BACAAN:
══════
Harianmomentum.com--Biner
adalah sistem bilangan basis dua yang penulisannya hanya dengan menggunakan dua
simbol: 0 dan 1.
Sistem biner juga
mempunyai arti penggolongan variabel yang hanya menjadi dua golongan seperti
hitam dan putih, ada dan tidak ada. Meminjam istilah teologis, sistem biner ini
serupa dengan sistem dikotomik.
Tidak hanya dalam
matematika, sistem biner ini ternyata juga mulai terjadi pada perkembangan
politik di Indonesia.
Politik biner di
Indonesia terlihat dari terjadinya polarisasi atau pembagian atas dua bagian
yang berlawanan arah politiknya. Politik biner dalam dinamika politik di
Indonesia sudah terjadi pada Pilkada DKI 2017 yang saat ini masih berlanjut
dalam framing menunju Pilpres 2019.
Politik biner yang
terjadi saat ini cukup mengkhawatirkan. Selain dipisahkan oleh kelompok
pendukung pemerintah dan oposisi, terjadi juga pemisahan menjadi dua bagian
yang mengarah pada identitas yang sensitif.
Tidak bisa dipungkiri
bahwa dalam media sosial yang menjadi representasi sikap politik sebagian besar
masyarakat, terjadi polarisasi masyarakat dalam dua kelompok. Masing-masing
kelompok mempunyai pandangan tersendiri yang semakin tajam dan bersebrangan
dengan kelompok lainnya.
══════
BAHAN TERKUMPUL:
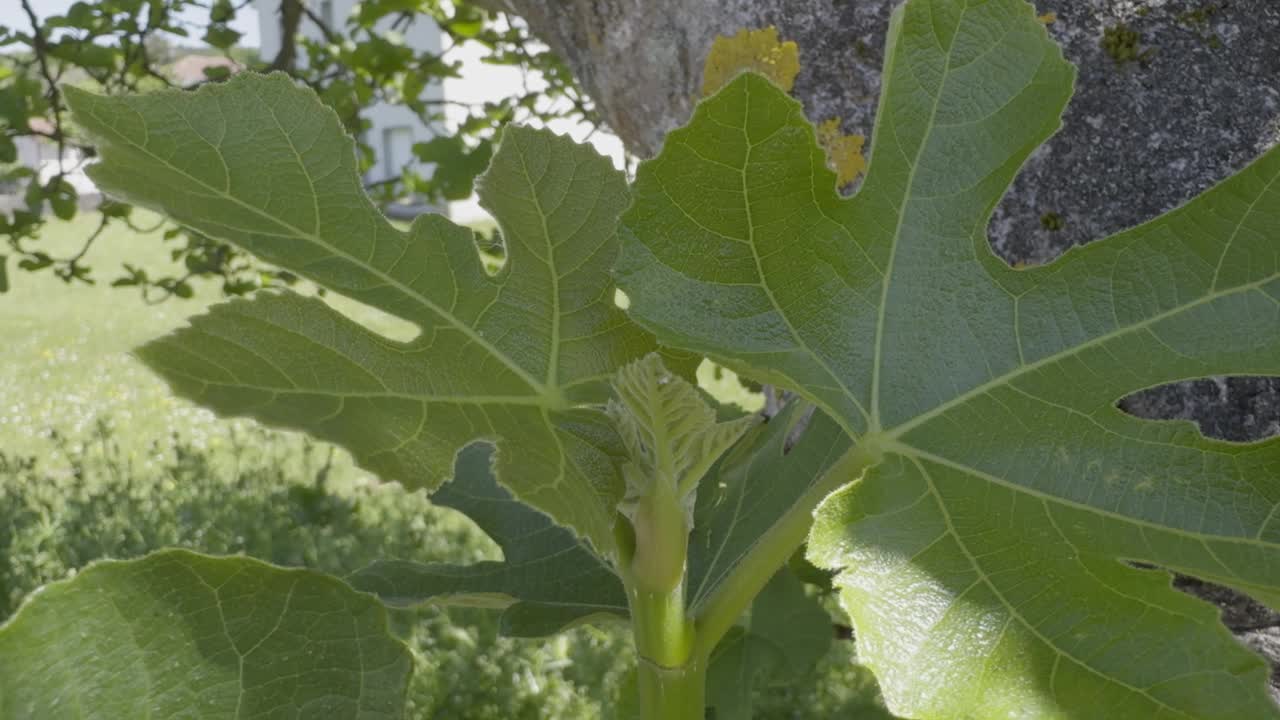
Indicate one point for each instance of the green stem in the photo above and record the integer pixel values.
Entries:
══════
TUGAS:
A. Alihkan kalimat "Politik biner yang terjadi saat ini cukup mengkhawatirkan." dari bacaan ke dalam bahasa Inggris.
B. Tentukan apakah setiap pernyataan berikut sesuai dengan bacaan, jawab ya atau tidak, lalu kutip kata-kata bacaan yang menjadi penentunya: (i) Sistem biner ditulis hanya dengan simbol 0 dan 1. (ii) Politik biner di Indonesia baru muncul pada Pilpres 2019. (iii) Pemisahan dalam politik biner saat ini hanya terjadi antara pendukung pemerintah dan oposisi.
C. Tuliskan kembali bagian bacaan mulai dari "Harianmomentum.com--Biner" sampai dengan "politik di Indonesia.", tanpa mengubah satu kata pun.
Bahan terkumpul diambil dari sumber lain, bukan dari bacaan.

JAWABAN LATIHAN:
A. The binary politics occurring today is quite worrying.

B.
(i) Ya: "penulisannya hanya dengan menggunakan dua simbol: 0 dan 1"
(ii) Tidak: "sudah terjadi pada Pilkada DKI 2017"
(iii) Tidak: "terjadi juga pemisahan menjadi dua bagian yang mengarah pada identitas yang sensitif"

C.
Harianmomentum.com--Biner
adalah sistem bilangan basis dua yang penulisannya hanya dengan menggunakan dua
simbol: 0 dan 1.
Sistem biner juga
mempunyai arti penggolongan variabel yang hanya menjadi dua golongan seperti
hitam dan putih, ada dan tidak ada. Meminjam istilah teologis, sistem biner ini
serupa dengan sistem dikotomik.
Tidak hanya dalam
matematika, sistem biner ini ternyata juga mulai terjadi pada perkembangan
politik di Indonesia.